* _INSTRUCTIONS TO FOLLOW_
In the time travel book list, which award did Tim Powers win in 1984 for The Anubis Gates?

* _DOCUMENT EXCERPT_
..........
Last week we published Part I, featuring 5 classic time travel tales.
These next five Time Travel books are more recent and anchor themselves in historical or everyday events. They are less about the concept of time travel and more about what we can learn from being put into circumstances beyond our control.
The Anubis Gates, Tim Powers (1983)
science fiction, historical fiction, fantasy, mystery
Using historical details with his fantastical imagination, Powers makes this time travel novel a thrilling adventure full of humor. Powers won a Philip K. Dick award in 1984 for this complex original story. It begins when a millionaire who has discovered how to time travel. He talks Brendan Doyle into acting as a guide to time traveling tourists, so he can make some money. But when Doyle gets stranded in 1810 Regency London, dangerous things start happening. Gods, wizards, the Knights Templar and werewolves show up.
Outlander, Diana Gabaldon (1991)
science fiction, historical fiction, romance, adventure
Historical, romantic and well written, this first book in Gabaldon’s time travel series moves between 20th century England and the 18th century Scottish Highlands. First in a series of eight books, it introduces Claire Randall, a former British combat nurse, after she returns home from the war in 1945. When she is reunited with her husband for a second honeymoon, she disappears into the past by stepping through a portal within an ancient circle of standing stones.
..........
* _DATA PROVIDED_
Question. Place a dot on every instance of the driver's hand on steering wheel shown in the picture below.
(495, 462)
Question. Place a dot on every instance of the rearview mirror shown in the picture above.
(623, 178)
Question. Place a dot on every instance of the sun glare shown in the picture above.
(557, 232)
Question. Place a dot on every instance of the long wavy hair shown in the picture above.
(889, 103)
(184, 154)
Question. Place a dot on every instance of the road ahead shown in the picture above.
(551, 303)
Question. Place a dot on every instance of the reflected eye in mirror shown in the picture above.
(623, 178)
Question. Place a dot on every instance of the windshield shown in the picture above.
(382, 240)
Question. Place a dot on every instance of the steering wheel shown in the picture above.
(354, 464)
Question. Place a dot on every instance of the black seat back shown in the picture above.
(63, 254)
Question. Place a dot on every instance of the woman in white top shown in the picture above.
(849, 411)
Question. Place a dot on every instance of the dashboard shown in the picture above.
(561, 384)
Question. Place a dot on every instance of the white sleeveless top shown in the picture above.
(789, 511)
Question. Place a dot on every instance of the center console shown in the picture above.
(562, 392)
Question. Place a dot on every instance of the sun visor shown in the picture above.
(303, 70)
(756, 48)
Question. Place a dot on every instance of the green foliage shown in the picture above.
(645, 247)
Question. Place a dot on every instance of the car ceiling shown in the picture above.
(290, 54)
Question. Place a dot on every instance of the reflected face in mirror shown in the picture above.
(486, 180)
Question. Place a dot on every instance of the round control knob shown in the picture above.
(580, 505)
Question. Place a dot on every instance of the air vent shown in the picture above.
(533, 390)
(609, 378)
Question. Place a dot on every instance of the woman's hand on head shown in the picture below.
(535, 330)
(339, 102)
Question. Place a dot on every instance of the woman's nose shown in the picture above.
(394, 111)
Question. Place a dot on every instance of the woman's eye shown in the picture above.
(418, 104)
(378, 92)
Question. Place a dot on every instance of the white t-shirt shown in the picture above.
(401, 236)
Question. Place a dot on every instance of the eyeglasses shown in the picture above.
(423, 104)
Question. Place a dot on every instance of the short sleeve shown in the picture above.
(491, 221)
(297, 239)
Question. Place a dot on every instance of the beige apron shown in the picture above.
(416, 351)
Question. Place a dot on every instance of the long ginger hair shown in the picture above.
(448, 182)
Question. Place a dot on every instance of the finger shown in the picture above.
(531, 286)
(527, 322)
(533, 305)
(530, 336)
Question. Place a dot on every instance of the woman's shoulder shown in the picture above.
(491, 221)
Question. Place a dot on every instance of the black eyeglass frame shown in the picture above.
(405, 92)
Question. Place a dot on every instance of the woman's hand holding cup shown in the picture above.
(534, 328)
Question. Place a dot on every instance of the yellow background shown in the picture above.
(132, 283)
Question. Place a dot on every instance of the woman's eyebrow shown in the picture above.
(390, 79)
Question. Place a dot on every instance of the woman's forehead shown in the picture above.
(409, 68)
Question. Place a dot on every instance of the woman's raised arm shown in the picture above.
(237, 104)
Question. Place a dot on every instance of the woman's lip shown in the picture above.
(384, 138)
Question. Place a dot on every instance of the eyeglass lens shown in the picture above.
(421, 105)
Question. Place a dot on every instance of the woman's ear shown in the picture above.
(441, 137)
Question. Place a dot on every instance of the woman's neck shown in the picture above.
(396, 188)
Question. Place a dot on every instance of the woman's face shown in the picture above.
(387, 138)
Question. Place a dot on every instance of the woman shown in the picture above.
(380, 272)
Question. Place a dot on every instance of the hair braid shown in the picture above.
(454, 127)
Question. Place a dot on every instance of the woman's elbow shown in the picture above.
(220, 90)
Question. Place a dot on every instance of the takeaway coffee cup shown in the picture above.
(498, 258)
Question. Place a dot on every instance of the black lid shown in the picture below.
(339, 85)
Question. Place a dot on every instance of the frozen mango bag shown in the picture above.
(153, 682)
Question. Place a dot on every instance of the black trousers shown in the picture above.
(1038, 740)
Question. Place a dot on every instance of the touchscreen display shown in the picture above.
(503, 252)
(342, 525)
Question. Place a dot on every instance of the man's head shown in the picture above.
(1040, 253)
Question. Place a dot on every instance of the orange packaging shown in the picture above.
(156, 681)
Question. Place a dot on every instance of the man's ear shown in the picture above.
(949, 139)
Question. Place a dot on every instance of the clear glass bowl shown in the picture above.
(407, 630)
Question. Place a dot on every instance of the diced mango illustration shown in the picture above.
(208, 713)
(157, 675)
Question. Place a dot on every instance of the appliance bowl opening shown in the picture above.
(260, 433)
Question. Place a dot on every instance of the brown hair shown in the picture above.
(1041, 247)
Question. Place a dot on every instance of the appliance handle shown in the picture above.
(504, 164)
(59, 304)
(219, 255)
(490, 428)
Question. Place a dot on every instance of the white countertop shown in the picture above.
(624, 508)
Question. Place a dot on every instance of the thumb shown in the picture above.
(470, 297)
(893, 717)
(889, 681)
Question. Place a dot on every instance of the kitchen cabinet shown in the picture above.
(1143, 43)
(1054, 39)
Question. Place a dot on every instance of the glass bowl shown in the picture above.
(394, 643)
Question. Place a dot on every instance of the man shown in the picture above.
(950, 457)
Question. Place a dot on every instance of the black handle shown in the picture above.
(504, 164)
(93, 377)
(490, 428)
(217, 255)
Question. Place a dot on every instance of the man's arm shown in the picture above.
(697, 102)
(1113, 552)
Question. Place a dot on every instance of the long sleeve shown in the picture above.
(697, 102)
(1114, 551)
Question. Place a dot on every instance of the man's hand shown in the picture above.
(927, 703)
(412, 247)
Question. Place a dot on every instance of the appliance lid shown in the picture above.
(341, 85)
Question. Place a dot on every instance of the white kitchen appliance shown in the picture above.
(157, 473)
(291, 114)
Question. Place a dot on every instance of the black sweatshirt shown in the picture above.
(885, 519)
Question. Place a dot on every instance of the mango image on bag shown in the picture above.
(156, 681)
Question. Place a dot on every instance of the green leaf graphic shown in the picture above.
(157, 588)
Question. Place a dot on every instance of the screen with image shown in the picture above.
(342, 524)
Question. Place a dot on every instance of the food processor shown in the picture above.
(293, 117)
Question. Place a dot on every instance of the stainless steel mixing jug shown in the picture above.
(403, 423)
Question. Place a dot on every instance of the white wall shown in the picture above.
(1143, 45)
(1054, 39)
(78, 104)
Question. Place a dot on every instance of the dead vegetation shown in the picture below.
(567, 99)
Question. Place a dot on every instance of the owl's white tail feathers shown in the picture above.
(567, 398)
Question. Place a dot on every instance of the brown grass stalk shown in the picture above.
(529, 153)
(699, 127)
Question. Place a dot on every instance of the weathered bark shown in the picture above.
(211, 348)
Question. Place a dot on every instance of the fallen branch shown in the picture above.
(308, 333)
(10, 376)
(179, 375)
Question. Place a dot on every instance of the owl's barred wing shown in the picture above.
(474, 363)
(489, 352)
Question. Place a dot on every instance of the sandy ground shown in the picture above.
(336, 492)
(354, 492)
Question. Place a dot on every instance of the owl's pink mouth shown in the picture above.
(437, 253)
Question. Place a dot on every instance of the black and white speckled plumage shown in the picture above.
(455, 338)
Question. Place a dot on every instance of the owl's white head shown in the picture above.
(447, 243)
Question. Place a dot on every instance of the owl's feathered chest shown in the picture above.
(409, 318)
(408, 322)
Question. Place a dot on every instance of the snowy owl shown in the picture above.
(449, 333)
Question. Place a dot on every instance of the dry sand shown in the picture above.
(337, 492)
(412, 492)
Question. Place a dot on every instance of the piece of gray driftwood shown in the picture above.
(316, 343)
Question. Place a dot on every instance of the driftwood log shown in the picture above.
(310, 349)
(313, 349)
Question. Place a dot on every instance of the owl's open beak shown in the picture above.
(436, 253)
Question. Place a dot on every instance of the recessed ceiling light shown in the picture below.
..........
* _RESULT_
A Philip K. Dick award.